Selected excerpt:

- Also known as: Ritals la web-serie;
- Genre: Comedy; Drama;
- Created by: Svevo Moltrasio
- Starring: Svevo Moltrasio; Federico Iarlori; Quentin Darmon;
- Composer: Luca Gaigher
- Countries of origin: Italy, France
- Original languages: Italian, French
- No. of seasons: 4
- No. of episodes: 36 + 62 Extras

Production
- Cinematography: Cristian Zanin

Original release
- Network: YouTube
- Release: 1 July 2015 – 23 July 2018

= Ritals =

Web-series (2015-2018)

Ritals (also known as Ritals la web-serie) is an Italo-French web series created by Svevo Moltrasio as an ironic tale of the life of two Italians expatriated in Paris, aired between July 2015 and July 2018. The quality of the Sitcom was so impressive that the show-runner and creator debuted as feature film director in 2023 (Gli Ospiti, self-produced) and 2026 with Smart Working. The success of series among Italians and French allowed the cast to participate in conferences in both the Sorbonne and Sapienza and the launch of a sequel-series knows as Il Rimpatriato.

==Production==
In 2009, Svevo Moltrasio left Rome after a brief career as short film director and he moved to Paris working in a Call centre where he met Federico Iarlori, an Italian expat who want be an actor. After a failing attempt of a short film, they developed a comedy inspired to their own life to show to Italians that want left the country how the life abroad is still hard. The series alternated Italian and French languages based on the interaction of the characters as Svevo Moltrasio already did in his first film in Paris in 2011.

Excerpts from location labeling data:
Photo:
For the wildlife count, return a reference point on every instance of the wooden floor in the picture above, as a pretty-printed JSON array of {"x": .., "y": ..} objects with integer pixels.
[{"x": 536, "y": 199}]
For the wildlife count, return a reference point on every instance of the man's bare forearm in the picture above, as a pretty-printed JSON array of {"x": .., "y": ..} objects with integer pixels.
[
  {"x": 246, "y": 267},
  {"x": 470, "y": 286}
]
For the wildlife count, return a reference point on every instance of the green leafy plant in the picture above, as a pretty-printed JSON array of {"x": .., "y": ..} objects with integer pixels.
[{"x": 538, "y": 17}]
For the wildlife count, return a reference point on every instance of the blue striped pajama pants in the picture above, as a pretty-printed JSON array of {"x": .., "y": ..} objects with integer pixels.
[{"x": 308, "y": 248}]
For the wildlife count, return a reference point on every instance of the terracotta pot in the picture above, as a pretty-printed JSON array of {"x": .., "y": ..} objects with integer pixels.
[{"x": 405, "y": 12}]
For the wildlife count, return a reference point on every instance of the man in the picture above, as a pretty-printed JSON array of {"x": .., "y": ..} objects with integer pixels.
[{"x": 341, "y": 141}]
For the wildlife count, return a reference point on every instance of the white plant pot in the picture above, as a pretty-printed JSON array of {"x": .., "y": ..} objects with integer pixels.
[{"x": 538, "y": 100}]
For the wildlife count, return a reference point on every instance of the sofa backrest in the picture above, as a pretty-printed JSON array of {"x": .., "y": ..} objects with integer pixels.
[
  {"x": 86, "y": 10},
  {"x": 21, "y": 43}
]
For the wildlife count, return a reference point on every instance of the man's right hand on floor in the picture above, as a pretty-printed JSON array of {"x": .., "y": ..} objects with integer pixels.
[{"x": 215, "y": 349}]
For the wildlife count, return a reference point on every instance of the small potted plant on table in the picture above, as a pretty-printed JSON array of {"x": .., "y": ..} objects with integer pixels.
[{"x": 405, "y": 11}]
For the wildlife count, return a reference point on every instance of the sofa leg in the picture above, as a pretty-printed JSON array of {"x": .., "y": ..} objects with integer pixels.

Set problem:
Continue the Ritals web series article above, starting after its final sentence.

Answer for the task:
===Ritals Extra===
The 18th episode of the first season was filmmed with a 2-minute comparison between the historic center of Rome and Paris but the scene was deleted from the final cut and posted as the first Extra of the channel. From 2016 Extras alternated with the Sitcom episode with 18 videos during the second season and 16 in the third one. The main format of the extras was the Comparison videos between Italy and France.

===Fourth season===
The last season of Ritals was one episode. Federico returned in Paris after he spent one year in his hometown Ortona in Abruzzo to complete his novel. Federico was not able to catch Svevo who already moved to Rome but he meet his support group for Italian expats where he admitted that Svevo was right of Paris and he left the country again. The season continued with 26 extra videos where the Svevo director tried to produce the second episode of the 4th season failing a couple of times before he chose to not continued the series with Federico that tried in every way to publish videos on the channel, even without Svevo support. Ritals Extra became the serie with a Metacinemaseason that had even its own final, aired on 17 June 2019.

==Series overview==

| Season | Episodes |  | Extras | Originally released |  | Episodes views (millions) |
| First released | Last released |
| 1 | 19 |  | 6 | July 15, 2015 | July 28, 2016 | 5.6 |
| 2 | 9 |  | 13 | September 12, 2016 | July 17, 2017 | 2.6 |
| 3 | 7 |  | 17 | September 14, 2017 | July 18, 2018 | 1.2 |
| 4 | 1 |  | 26 | July 23, 2018 | June 17, 2019 | 0.1 |

== See also ==
- Smart working (film)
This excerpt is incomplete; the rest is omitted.